____ READING TEXT

The few exceptions were states that have suffered large outbreaks in rural areas, such as Georgia (where the caseload in small places is as heavy as in the big cities) and Arizona (where the caseload in nonmetro counties has exceeded that of the biggest places).
The strains on public-health systems have followed these same tracks. Although the big metro areas typically have much greater hospital capacity than smaller places, they are also facing much greater pressure. Hospital systems in cities such as New York City and Detroit have faced widespread infection among health workers, as well as severe equipment shortages.
Large hospitals have reported a far greater surge in demand for medical equipment than smaller hospitals, according to new research from Premier Inc., a company that manages bulk purchasing for hospitals. In the survey, conducted in mid-March before the worst of the outbreak hit, large hospitals reported that they were using 17 times as many N95 masks as usual, Soumi Saha, the company’s senior director of advocacy, told me. Smaller hospitals were using about seven times as many. “The surge in demand that we are seeing currently is truly unprecedented,” Saha said.
These contrasting experiences help explain the divergence in attitudes toward Trump’s handling of the crisis. In a national Quinnipiac University survey released last week, just 37 percent of adults living in cities and 44 percent of those in suburbs said they approved of Trump’s management of the outbreak. By stark contrast, 63 percent of those in rural areas said they approved. In the latest tracking polling conducted by the Democratic firms GBAO and the Global Strategy Group, a majority of Americans in all three regions said Trump failed to take the threat seriously enough at the outset of the pandemic. But the numbers were significantly higher in urban and suburban areas, where almost two-thirds of respondents said he acted too slowly.
Other danger signs are sprouting for Trump in big urban centers. Maricopa County, which includes Phoenix, was the largest county in America that Trump won in 2016. But a new poll, released this week by the Republican firm OH Predictive Insights, found Trump trailing former Vice President Joe Biden there by 13 percentage points. The survey also found Biden leading by nine points statewide, even though Democrats haven’t won Arizona in a presidential race since 1996. These results track with Maricopa’s movement away from the GOP in 2018, when Democratic Senator Kyrsten Sinema won the ordinarily Republican-leaning county by about four points.
The results in wisconsin this week offered an even more visceral measure of Trump’s continuing risk in major population centers. In the state’s supreme-court election—whose timing was extremely controversial, given the pandemic—the liberal Jill Karofsky decisively ousted the conservative incumbent Daniel Kelly.
Karofsky showed formidable strength across the state’s population centers, even though they are confronting the most serious outbreaks of the disease. Although the number of polling places in Milwaukee was limited to just five, Karofsky amassed a 70,000-vote advantage in that county. She also carried Dane County, which includes the state capital of Madison, by a crushing 62-percentage-point margin. That’s far larger than Hillary Clinton’s advantage there in 2016 (48 points) or the Democrat Tony Evers’s lead in the 2018 governor’s race (51 points).

________
____ ENTRIES SUPPLIED

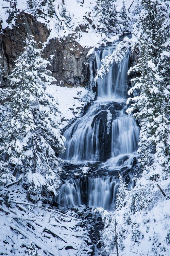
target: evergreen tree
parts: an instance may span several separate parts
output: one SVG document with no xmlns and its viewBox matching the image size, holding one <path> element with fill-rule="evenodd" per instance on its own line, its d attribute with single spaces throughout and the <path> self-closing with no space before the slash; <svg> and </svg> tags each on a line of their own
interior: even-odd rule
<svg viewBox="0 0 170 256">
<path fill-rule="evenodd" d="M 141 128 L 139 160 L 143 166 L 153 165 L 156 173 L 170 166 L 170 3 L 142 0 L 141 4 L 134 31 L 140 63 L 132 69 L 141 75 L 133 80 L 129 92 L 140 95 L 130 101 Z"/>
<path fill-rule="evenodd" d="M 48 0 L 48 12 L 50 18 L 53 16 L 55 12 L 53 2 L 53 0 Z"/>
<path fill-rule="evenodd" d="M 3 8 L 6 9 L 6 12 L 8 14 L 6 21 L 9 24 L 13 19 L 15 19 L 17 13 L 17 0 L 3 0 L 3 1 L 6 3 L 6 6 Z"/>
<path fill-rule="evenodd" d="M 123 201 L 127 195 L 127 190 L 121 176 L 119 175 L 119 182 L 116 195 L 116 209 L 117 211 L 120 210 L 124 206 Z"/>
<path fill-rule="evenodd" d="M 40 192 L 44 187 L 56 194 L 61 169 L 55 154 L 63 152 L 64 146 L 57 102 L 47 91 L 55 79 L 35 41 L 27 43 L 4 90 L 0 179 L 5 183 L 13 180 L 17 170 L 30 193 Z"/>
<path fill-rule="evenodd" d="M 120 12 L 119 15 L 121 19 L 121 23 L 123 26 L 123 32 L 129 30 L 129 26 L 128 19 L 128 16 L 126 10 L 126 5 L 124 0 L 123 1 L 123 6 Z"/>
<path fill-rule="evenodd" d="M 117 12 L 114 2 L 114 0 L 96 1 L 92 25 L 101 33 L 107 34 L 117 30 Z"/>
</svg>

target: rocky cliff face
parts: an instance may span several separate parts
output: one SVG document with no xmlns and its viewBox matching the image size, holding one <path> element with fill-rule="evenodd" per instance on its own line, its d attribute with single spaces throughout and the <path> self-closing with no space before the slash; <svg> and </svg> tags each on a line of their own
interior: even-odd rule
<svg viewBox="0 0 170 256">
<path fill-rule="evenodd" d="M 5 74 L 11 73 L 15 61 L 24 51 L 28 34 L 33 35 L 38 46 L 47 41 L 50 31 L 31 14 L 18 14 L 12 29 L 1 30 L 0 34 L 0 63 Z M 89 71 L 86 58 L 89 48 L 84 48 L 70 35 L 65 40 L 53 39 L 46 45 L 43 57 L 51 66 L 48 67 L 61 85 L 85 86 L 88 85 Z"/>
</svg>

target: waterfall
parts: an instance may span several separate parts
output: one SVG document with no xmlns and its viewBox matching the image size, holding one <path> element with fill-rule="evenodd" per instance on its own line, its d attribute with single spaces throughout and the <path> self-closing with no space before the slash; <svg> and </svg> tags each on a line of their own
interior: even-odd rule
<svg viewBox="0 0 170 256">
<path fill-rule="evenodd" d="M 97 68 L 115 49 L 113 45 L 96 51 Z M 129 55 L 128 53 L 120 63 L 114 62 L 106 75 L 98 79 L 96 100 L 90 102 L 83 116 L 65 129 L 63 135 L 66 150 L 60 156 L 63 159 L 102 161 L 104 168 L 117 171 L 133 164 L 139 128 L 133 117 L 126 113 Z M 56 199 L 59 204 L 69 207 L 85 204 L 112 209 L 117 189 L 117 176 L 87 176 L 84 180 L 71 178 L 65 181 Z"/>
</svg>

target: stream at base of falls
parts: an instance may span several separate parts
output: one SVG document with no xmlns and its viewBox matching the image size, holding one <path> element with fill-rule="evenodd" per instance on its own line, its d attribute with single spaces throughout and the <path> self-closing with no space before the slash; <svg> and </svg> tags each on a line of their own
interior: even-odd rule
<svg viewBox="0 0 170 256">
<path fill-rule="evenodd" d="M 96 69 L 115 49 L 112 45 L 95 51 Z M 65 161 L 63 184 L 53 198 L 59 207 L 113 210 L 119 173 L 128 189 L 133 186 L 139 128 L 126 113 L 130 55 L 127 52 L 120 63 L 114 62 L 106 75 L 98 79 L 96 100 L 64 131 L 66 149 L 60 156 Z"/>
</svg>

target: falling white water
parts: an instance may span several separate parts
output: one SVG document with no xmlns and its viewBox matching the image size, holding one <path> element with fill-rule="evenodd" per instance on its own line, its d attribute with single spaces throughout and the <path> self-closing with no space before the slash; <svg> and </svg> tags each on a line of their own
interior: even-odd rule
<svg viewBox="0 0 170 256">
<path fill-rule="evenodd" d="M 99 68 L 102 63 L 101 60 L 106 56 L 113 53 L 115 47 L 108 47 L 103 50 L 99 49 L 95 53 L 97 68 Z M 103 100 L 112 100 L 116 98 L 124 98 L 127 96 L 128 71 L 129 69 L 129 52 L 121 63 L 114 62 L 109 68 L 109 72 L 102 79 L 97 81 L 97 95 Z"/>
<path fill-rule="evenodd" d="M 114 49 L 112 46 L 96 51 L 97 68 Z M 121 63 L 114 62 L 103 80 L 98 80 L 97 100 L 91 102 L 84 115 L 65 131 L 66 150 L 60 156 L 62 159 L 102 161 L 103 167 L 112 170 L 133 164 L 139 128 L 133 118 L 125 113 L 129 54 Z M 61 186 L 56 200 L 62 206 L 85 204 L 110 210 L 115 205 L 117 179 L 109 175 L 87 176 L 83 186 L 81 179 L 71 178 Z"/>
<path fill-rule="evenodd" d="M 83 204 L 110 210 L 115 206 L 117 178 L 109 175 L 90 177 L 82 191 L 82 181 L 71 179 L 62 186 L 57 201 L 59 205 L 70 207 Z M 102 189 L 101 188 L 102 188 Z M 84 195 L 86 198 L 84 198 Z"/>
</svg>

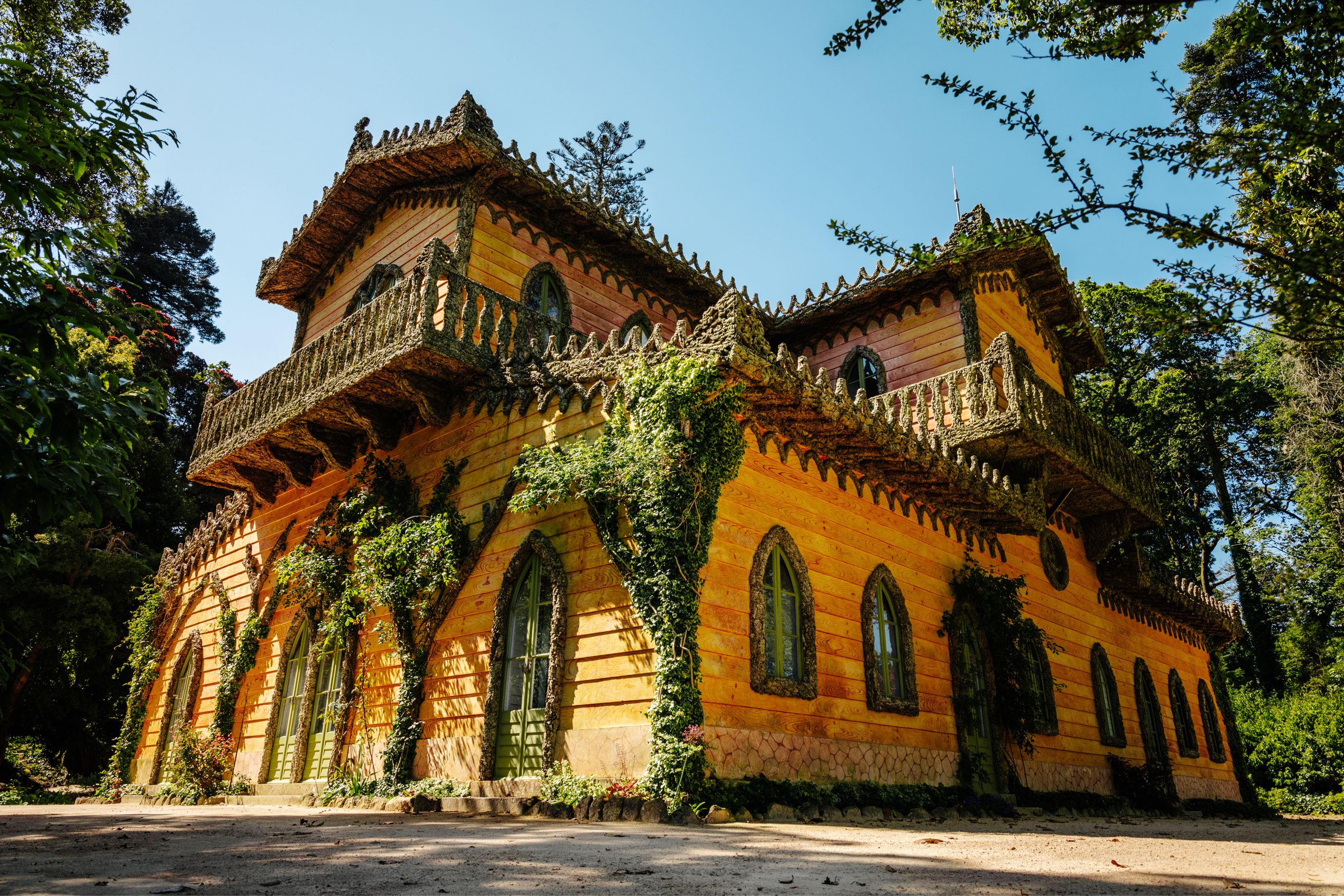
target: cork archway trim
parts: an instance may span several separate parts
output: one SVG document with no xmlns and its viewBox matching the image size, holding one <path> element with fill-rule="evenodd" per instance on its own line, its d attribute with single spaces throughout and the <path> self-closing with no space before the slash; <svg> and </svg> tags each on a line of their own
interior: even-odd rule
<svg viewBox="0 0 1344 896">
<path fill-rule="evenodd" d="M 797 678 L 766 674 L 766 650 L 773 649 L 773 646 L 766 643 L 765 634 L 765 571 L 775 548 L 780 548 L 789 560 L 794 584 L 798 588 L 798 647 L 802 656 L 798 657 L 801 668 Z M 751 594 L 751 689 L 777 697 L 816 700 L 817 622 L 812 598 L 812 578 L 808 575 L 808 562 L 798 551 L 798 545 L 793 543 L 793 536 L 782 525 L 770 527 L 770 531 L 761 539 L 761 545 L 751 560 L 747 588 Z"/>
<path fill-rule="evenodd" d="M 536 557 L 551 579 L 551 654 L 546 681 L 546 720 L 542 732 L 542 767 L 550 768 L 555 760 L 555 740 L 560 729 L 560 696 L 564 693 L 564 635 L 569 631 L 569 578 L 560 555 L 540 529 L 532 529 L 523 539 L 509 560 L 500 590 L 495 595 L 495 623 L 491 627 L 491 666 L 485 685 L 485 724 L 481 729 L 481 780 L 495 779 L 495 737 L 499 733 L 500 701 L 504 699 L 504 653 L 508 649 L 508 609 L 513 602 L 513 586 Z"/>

________

**TASK DESCRIPTION**
In the text on the pandemic and Trump's political standing, by what margin did Karofsky carry Dane County?

**ANSWER SPACE**
By 62 percentage points.